* [The data]

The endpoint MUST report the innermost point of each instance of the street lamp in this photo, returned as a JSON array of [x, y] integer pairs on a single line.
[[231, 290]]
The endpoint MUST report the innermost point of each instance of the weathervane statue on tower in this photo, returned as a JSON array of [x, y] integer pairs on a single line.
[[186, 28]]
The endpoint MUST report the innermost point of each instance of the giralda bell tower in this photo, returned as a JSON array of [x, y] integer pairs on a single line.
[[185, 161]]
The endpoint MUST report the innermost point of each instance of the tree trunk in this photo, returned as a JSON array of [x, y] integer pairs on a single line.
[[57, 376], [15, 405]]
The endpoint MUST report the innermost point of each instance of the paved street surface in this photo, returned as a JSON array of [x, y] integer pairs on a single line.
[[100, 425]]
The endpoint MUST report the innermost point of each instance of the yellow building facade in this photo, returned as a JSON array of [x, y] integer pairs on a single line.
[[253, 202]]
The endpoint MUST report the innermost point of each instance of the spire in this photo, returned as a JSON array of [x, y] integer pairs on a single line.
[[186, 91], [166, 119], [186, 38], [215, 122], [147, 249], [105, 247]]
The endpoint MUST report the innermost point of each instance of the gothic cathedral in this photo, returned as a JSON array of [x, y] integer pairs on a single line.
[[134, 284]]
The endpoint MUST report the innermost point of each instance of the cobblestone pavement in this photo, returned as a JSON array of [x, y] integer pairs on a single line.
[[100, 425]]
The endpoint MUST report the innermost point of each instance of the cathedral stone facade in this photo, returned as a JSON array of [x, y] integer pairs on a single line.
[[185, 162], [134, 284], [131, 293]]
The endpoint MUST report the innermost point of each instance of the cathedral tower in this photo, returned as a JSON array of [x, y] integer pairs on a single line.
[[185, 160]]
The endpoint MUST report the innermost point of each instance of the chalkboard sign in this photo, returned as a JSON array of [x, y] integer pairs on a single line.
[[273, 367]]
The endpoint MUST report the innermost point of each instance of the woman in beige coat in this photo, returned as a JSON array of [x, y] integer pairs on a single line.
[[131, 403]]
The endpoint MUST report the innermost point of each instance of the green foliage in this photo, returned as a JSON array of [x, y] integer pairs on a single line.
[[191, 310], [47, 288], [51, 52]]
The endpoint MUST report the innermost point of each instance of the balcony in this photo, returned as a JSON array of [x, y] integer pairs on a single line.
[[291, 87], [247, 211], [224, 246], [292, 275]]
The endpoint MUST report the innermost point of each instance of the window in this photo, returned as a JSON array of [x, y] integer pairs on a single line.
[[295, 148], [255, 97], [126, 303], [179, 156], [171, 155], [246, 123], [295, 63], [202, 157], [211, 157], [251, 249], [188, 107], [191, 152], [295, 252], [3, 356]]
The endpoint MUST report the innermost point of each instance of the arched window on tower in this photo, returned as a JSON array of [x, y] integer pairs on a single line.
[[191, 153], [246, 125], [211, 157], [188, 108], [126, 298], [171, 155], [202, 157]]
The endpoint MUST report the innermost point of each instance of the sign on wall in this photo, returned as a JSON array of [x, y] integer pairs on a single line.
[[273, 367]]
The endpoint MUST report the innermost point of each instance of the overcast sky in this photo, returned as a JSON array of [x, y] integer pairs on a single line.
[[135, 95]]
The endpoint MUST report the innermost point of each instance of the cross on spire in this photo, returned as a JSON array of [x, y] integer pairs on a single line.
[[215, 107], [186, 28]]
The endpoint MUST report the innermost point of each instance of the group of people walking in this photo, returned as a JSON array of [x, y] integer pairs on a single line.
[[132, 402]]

* [Task description]
Once more, write out the records in full, exactly as they appear.

* [Response]
The endpoint MUST report the innermost point of each instance of the street lamp in this photo, returned as a JSON array of [x, y] integer pairs on a single line.
[[231, 290]]
The endpoint MUST report the innermost point of each instance of the weathervane statue on tower in this photo, returned as a JSON array of [x, y] integer pairs on a single line.
[[186, 28]]
The endpoint MUST report the innermost point of each instance of the giralda bell tower in this photo, returned as a JSON array of [x, y] integer pairs on a single line.
[[185, 161]]
The endpoint MUST report the innermost point of each instance of the tree trunk in this photo, returned as a JSON array of [x, y] integer pairs on a single line.
[[57, 376], [15, 405]]
The endpoint MUST report the innermost point of each instance of the paved street surface in this photo, returned as a JSON array of [x, y] integer pairs on a single line.
[[100, 425]]
The endpoint MUST report the innermost point of each instance of the yellow building facade in this photo, returned as a JSON array of [x, y] integer pairs on a single line.
[[253, 202]]
The endpoint MUST report the innermost point of each instance of the spire in this photo, returned as a JSON array of [x, y] integer pairs on a single line.
[[186, 91], [166, 119], [186, 38], [215, 122], [147, 249], [105, 247]]
The endpoint MUST report the innermost point of each instance of the gothic cathedral in this photo, returned as a JSON array of [x, y] integer pairs on a single line.
[[134, 284]]
The endpoint MUST report the innermost point of each instance of the cobblestone pavement in this photo, returned as a JSON array of [x, y] integer pairs on a single line.
[[100, 425]]
The endpoint MUST report the innermost point of each instance of the cathedral stone facade in this photo, returned as a JSON array of [x, y] integer pairs on a single line.
[[185, 162], [134, 284], [131, 293]]
The endpoint MUST report the innermost point of each instance of the cathedral tower in this photo, returned as a JSON array of [x, y] integer pairs on a single line.
[[185, 160]]
The endpoint MUST report the innermost point of each instance of the chalkboard sign in this photo, returned as a JSON array of [x, y] integer pairs on a single line.
[[273, 367]]
The endpoint MUST report the innermost point of each instance of the woman in beige coat in this photo, returned as a JSON array of [x, y] integer pairs on a single line.
[[131, 403]]
The endpoint MUST report the innermost point of each instance of the green foliage in this photo, returned as a JSON array of [x, y] integer pairs on a single line.
[[191, 310], [47, 288], [51, 52]]
The endpoint MUST report the innermost point of each instance of the balcony in this photo, returned as a JSON array of [x, y] integer pairs on a single line.
[[291, 87], [247, 211], [224, 246], [292, 275]]
The endpoint MUST report the innermost point of each instance of the window in this photo, returned as a JSON array of [x, y] integer pairs on a single line.
[[295, 148], [255, 97], [126, 303], [179, 156], [171, 155], [246, 123], [295, 63], [202, 157], [211, 157], [251, 249], [188, 107], [191, 152], [295, 252], [3, 356]]
The endpoint MUST report the innermost point of each instance of the arched window on tower in this photo, returned as a JSON array of [x, y] integer pairs on a single line.
[[191, 153], [246, 125], [211, 157], [188, 108], [126, 298], [171, 155], [202, 157]]
The endpoint MUST report the innermost point of each instance of the sign on wall in this photo, returned as a JSON array of [x, y] integer pairs on a single line.
[[273, 367]]
The endpoint MUST report the innermost point of each instance of the overcast sky in this photo, returned as a JSON array of [x, y] integer pairs on a single line.
[[135, 95]]
The endpoint MUST report the innermost point of each instance of the cross on spire in this photo, returned as a JSON array of [x, y] integer pairs on a single line.
[[215, 107], [186, 28]]
The endpoint MUST report the innermost point of each instance of the group of people walking in this photo, returned as a JSON array of [x, y] integer pairs on a single line.
[[132, 402]]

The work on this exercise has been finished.